» TASK BRIEF
Please transcribe the line with "Phrase: red console cabinet" and the lines after it through the end of the listing below, keeping both ends and nothing more.

» DATA FOR PROCESSING

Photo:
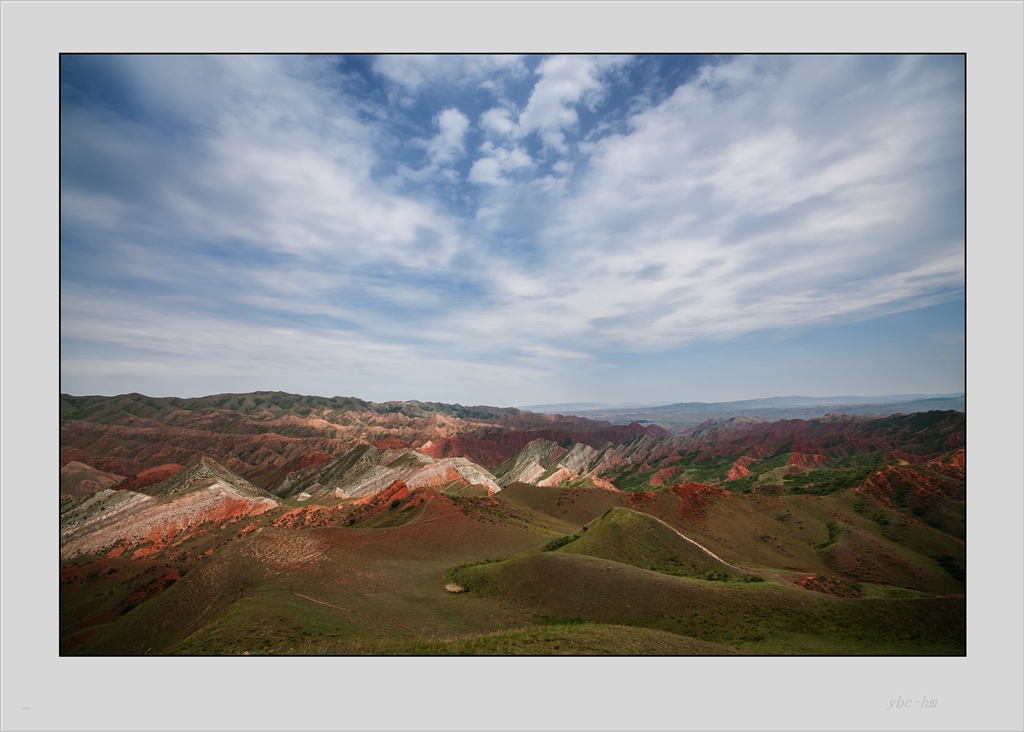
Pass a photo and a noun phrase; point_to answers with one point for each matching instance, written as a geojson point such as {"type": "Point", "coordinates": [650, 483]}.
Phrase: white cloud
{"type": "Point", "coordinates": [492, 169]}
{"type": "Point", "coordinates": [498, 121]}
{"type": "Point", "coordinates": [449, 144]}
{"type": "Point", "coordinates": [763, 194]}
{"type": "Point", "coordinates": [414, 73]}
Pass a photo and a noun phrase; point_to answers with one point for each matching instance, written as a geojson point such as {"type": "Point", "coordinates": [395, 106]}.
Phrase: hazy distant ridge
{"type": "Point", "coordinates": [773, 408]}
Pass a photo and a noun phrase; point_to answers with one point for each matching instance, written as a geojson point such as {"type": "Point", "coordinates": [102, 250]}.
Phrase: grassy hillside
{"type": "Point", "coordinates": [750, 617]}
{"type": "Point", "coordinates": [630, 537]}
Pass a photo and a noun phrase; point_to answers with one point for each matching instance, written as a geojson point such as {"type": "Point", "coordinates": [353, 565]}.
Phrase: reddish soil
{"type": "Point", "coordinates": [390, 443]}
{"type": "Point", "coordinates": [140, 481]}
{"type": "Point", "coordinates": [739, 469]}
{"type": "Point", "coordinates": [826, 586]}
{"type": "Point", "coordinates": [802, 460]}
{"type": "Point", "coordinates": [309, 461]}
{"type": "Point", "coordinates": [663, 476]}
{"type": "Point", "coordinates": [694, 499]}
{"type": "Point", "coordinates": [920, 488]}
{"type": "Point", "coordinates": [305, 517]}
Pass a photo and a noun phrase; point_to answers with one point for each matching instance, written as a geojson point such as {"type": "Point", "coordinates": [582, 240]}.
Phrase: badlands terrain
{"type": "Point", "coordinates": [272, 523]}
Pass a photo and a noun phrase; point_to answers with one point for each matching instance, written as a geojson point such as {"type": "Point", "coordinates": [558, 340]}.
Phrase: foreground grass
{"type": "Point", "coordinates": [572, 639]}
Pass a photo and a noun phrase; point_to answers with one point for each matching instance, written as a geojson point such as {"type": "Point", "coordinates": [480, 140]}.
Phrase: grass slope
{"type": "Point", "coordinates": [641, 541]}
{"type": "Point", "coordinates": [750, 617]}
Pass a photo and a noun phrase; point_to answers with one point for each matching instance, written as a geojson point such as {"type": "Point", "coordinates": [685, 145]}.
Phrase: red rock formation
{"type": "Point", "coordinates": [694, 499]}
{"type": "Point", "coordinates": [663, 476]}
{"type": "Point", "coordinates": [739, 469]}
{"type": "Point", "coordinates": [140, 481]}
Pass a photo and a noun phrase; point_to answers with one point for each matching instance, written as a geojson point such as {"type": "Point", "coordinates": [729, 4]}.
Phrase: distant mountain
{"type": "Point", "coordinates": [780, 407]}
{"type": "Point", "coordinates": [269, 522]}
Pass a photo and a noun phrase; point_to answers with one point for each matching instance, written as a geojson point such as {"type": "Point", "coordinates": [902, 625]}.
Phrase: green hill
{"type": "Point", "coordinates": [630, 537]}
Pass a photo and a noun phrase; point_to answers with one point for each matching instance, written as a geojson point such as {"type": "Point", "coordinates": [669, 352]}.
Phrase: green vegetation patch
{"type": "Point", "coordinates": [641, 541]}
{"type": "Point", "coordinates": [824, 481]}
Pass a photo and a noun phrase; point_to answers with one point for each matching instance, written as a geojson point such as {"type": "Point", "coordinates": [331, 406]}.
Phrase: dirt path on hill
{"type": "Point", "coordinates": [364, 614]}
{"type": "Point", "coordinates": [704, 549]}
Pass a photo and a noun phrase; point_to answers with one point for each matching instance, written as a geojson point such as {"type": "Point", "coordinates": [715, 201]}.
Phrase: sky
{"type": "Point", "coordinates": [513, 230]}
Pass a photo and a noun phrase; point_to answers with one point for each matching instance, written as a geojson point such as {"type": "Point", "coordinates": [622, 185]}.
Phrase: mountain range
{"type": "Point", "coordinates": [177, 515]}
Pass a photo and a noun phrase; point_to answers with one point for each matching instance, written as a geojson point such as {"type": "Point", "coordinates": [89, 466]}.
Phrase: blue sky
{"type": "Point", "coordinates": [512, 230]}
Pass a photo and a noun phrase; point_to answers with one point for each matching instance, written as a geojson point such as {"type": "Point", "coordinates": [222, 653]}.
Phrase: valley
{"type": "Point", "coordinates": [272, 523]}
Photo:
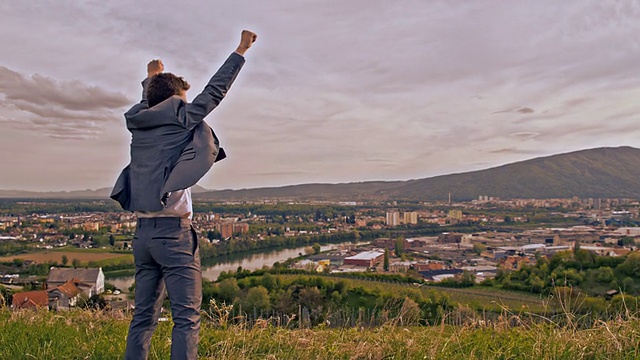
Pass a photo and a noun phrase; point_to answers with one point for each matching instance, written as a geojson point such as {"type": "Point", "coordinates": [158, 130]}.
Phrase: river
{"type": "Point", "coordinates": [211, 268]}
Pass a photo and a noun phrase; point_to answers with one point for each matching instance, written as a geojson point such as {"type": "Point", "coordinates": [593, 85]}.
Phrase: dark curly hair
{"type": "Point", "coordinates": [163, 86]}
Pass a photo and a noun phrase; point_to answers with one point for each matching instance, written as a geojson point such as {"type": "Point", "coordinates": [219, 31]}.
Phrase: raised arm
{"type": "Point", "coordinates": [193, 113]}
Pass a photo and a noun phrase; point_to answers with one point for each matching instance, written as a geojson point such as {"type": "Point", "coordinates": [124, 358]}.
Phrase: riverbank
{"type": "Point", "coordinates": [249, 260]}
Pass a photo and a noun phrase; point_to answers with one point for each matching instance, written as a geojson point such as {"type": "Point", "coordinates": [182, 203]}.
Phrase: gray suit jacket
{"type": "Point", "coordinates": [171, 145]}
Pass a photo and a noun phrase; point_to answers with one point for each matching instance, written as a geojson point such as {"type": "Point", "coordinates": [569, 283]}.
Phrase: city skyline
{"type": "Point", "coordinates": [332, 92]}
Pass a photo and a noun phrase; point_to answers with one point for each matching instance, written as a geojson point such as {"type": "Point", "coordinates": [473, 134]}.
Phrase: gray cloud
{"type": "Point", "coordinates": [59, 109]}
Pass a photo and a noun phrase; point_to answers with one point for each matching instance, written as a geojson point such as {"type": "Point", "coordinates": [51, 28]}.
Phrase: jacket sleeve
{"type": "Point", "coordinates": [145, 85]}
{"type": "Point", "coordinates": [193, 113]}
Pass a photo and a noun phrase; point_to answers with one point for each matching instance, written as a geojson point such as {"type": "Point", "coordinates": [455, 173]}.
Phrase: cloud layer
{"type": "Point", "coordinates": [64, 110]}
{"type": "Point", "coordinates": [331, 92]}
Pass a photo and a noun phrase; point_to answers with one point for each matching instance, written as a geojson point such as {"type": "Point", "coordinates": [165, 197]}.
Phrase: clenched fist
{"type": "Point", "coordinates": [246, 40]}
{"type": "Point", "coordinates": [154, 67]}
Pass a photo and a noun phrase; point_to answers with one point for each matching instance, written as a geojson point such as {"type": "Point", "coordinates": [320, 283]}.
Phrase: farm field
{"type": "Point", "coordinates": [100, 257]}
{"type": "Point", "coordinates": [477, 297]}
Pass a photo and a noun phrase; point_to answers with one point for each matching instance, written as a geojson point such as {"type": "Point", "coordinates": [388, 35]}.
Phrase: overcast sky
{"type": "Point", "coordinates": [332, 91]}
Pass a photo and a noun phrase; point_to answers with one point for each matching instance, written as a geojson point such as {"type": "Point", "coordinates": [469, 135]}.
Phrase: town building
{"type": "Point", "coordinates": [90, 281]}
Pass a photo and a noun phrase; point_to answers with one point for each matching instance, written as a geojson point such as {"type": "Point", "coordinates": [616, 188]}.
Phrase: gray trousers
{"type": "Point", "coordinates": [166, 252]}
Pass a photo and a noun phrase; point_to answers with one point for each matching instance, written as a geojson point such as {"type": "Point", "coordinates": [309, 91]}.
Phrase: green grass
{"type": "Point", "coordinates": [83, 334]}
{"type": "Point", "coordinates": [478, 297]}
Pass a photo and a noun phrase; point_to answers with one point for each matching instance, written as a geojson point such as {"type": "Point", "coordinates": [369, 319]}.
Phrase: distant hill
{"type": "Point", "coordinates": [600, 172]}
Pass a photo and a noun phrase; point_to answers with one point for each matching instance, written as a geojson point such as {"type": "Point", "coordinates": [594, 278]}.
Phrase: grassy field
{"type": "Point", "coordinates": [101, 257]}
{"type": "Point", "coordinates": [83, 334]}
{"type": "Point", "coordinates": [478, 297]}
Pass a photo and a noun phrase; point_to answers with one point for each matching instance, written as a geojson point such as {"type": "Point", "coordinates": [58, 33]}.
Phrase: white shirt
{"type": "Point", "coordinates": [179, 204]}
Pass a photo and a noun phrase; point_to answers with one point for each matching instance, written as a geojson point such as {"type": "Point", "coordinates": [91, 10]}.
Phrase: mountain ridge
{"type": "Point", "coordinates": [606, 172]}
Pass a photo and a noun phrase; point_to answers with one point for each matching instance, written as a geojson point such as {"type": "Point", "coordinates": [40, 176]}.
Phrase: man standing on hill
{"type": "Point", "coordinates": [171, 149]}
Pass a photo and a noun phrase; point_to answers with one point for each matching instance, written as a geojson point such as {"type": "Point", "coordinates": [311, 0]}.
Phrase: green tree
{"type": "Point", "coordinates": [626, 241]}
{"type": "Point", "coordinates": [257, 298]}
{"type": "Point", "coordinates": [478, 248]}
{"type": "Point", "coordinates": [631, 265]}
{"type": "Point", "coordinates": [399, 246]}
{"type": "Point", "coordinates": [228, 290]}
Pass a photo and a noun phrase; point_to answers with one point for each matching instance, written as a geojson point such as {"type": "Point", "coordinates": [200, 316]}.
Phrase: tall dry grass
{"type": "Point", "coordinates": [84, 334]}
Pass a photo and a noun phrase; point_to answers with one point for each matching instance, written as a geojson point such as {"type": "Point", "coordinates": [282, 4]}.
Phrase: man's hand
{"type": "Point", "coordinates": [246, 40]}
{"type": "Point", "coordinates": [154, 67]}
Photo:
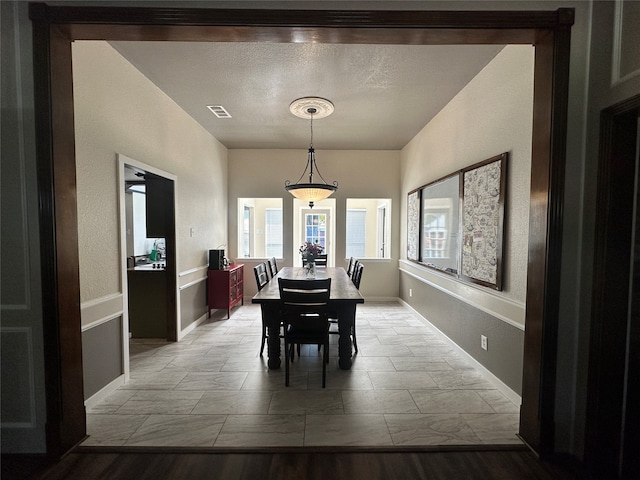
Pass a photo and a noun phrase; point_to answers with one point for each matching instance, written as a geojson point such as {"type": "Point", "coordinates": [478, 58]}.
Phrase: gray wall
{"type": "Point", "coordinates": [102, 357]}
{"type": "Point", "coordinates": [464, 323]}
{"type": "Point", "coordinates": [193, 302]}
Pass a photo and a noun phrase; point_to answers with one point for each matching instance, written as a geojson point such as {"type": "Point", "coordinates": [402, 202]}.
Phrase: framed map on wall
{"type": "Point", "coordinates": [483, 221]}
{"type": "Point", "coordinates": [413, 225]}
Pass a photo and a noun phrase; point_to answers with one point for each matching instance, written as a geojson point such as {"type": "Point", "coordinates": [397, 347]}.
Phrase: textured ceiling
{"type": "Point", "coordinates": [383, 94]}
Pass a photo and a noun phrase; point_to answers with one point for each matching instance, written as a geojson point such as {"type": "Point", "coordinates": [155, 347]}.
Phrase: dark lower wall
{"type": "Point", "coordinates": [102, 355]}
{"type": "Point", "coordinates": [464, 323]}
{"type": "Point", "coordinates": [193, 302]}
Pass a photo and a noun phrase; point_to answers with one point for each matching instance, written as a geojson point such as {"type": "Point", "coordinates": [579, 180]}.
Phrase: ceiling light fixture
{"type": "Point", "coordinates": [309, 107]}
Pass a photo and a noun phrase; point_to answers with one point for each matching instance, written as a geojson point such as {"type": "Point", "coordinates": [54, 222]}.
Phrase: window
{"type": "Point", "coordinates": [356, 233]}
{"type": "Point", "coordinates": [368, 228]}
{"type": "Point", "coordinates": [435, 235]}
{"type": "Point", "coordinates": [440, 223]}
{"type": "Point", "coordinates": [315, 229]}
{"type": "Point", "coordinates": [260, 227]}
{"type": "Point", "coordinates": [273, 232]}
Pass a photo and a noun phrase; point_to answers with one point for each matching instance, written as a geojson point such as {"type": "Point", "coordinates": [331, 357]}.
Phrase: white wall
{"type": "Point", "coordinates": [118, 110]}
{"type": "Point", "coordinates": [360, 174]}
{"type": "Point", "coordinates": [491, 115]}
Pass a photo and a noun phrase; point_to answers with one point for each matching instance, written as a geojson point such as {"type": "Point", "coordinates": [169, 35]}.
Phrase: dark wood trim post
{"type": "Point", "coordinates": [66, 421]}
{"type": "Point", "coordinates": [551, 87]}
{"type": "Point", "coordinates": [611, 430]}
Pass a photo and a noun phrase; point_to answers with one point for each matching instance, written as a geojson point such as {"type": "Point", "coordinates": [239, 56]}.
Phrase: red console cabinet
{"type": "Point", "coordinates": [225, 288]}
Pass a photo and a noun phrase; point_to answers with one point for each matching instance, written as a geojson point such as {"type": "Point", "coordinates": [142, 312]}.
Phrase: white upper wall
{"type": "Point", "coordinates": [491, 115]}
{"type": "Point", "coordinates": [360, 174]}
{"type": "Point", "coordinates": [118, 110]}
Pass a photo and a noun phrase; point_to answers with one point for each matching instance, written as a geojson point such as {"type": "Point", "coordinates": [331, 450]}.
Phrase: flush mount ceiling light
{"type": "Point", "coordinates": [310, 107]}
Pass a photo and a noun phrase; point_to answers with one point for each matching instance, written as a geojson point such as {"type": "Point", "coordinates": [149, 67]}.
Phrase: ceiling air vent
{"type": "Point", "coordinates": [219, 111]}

» TASK RESPONSE
Phrase: red console cabinet
{"type": "Point", "coordinates": [225, 288]}
Pass a photo and a noun phrase; point_to answers with one point for each matching instance, written as a geojson point such as {"type": "Point", "coordinates": [142, 312]}.
Phrase: white upper wall
{"type": "Point", "coordinates": [491, 115]}
{"type": "Point", "coordinates": [360, 174]}
{"type": "Point", "coordinates": [118, 110]}
Pass a photo and a noun phrase; point_to answers with one point for each matching instance, written as a geojson point such as {"type": "Point", "coordinates": [331, 450]}.
Phrase: flush mount ceiling light
{"type": "Point", "coordinates": [310, 107]}
Pass a photo and a noun phrase; point_to answers with one point for each matching instance, written as a geojson point such as {"type": "Point", "coordinates": [149, 67]}.
Phrase: ceiling air vent
{"type": "Point", "coordinates": [219, 111]}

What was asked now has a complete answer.